Entries taken from a collection:
◆ ◆ ◆

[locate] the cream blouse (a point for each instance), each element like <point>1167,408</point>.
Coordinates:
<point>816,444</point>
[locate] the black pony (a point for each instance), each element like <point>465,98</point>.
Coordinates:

◆ ◆ ◆

> _Exercise instructions_: Across the entries above, state how many lines include the string "element", with no other text.

> _Exercise answer_: 2